> **What you should do**:
Which lines of the records hold the string "cluster"? Report only how many of them there are.

> **Stored items from a collection**:
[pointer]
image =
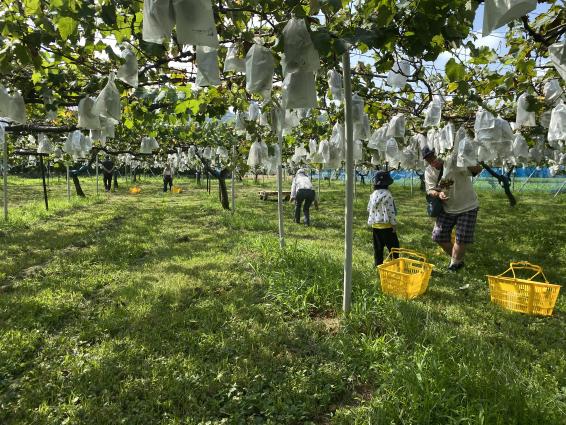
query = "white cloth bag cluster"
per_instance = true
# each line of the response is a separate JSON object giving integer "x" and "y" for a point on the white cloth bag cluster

...

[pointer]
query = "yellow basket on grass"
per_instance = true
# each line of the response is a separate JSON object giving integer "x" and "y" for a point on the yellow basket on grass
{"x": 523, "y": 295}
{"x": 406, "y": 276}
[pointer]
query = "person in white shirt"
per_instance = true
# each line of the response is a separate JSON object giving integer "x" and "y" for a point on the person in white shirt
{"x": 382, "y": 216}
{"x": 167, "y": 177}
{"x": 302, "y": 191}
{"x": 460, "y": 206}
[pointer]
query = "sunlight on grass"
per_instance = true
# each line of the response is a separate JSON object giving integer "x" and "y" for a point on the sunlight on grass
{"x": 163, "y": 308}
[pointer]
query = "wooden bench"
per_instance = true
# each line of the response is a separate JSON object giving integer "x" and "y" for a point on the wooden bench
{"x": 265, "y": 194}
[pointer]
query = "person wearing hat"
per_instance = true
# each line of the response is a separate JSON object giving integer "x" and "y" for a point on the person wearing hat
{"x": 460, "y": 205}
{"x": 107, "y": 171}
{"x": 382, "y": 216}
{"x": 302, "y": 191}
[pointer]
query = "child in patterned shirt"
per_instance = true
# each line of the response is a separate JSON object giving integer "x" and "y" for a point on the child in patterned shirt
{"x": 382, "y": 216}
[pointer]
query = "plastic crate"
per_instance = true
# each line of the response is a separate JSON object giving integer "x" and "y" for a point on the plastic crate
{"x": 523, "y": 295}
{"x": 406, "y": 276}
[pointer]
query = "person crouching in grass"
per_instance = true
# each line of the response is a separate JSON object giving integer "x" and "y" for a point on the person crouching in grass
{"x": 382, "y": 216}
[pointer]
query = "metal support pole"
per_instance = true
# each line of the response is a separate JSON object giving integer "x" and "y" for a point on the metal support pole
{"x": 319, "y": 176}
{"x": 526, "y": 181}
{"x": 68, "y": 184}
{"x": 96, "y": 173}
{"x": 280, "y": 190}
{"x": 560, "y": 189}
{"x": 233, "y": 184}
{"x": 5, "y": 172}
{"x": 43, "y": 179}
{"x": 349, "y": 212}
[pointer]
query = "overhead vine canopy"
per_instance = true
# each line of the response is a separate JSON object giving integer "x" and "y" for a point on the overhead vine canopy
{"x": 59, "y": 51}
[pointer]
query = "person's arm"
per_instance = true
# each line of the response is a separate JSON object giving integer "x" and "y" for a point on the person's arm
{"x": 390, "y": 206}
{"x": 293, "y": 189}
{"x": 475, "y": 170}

...

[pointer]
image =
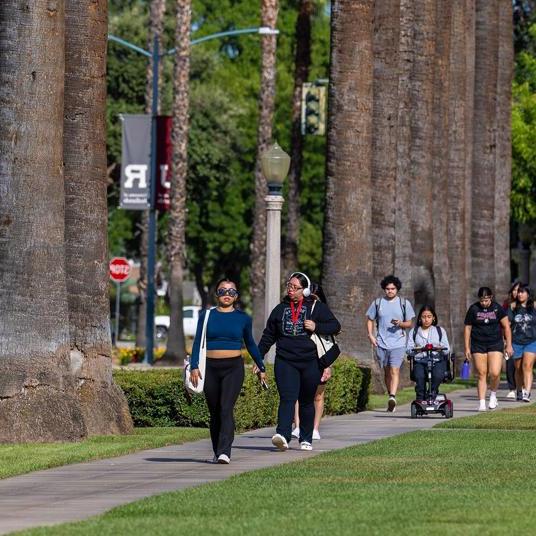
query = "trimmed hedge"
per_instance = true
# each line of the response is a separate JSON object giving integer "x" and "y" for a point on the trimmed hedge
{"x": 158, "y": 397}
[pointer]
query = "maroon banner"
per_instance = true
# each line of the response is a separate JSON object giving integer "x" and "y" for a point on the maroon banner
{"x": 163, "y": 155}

> **Task output**:
2